== Data for processing

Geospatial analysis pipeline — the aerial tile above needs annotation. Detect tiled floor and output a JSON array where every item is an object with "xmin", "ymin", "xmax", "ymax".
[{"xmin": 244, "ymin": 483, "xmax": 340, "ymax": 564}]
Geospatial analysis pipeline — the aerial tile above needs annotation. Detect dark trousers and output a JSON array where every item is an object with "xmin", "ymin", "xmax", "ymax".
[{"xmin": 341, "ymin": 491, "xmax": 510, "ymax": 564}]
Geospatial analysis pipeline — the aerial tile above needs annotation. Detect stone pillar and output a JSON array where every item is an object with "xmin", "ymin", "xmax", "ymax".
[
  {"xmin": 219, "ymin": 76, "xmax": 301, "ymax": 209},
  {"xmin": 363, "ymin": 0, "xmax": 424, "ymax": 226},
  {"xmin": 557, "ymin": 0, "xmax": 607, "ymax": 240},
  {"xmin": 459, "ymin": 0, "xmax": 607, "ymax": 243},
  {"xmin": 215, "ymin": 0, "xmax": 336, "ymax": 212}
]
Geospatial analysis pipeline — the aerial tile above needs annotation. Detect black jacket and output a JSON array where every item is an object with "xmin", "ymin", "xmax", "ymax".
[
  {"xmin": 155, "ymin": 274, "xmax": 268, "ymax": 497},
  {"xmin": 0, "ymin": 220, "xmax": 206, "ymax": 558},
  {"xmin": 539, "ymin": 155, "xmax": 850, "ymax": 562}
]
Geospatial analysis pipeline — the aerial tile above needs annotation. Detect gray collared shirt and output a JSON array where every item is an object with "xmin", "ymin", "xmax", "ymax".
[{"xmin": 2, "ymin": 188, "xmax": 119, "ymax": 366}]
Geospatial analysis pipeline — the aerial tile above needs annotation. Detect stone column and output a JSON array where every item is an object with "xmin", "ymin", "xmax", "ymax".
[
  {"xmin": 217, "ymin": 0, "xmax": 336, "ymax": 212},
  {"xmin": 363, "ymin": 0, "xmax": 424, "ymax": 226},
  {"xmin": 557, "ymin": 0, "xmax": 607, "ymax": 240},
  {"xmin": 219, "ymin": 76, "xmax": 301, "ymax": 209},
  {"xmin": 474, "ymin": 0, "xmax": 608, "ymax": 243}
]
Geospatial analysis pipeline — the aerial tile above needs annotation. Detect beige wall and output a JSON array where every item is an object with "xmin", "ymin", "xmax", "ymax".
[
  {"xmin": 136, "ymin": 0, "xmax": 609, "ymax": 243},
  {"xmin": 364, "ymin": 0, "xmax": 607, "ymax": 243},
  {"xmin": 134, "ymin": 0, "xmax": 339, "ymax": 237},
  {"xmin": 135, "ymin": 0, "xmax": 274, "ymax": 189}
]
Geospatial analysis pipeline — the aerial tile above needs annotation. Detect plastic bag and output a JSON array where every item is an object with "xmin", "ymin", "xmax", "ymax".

====

_About this task_:
An exact copy is needed of the lines from the one containing "annotation. Detect black" through the end of the records.

_Reply to the task_:
Geospatial analysis pipeline — the aerial tile above needs annotation. Detect black jacket and output a JSON array where every item is an object with "xmin", "ymin", "xmax", "ymax".
[
  {"xmin": 155, "ymin": 274, "xmax": 268, "ymax": 497},
  {"xmin": 0, "ymin": 220, "xmax": 206, "ymax": 558},
  {"xmin": 539, "ymin": 155, "xmax": 850, "ymax": 562}
]
Geospatial analysis pipeline — the aerial tile above needs annotation. Detect gray collared shirt and output a JSON array where every item is an object with "xmin", "ymin", "xmax", "ymax".
[{"xmin": 2, "ymin": 188, "xmax": 119, "ymax": 366}]
Geospatial analysis pipeline — the aerial tile above needs annotation. Detect stone column and output a JSON array where every item is an object with "xmin", "ymin", "xmax", "ymax".
[
  {"xmin": 217, "ymin": 0, "xmax": 336, "ymax": 212},
  {"xmin": 363, "ymin": 0, "xmax": 424, "ymax": 226},
  {"xmin": 557, "ymin": 0, "xmax": 607, "ymax": 240},
  {"xmin": 219, "ymin": 76, "xmax": 301, "ymax": 209},
  {"xmin": 474, "ymin": 0, "xmax": 608, "ymax": 243}
]
Geospatial analysis pipeline — the aerial tile above needs annotation. Detect beige wall and output a JSON array where every item is an object with "xmin", "ymin", "xmax", "ymax".
[
  {"xmin": 136, "ymin": 0, "xmax": 609, "ymax": 243},
  {"xmin": 364, "ymin": 0, "xmax": 607, "ymax": 243},
  {"xmin": 134, "ymin": 0, "xmax": 339, "ymax": 237},
  {"xmin": 135, "ymin": 0, "xmax": 274, "ymax": 189}
]
Geospatial analysis pipeline — the aerial tile above needs annotation. Detect plastic bag and output a JSON array where every item is an object with "xmin", "ymin", "xmax", "ymax".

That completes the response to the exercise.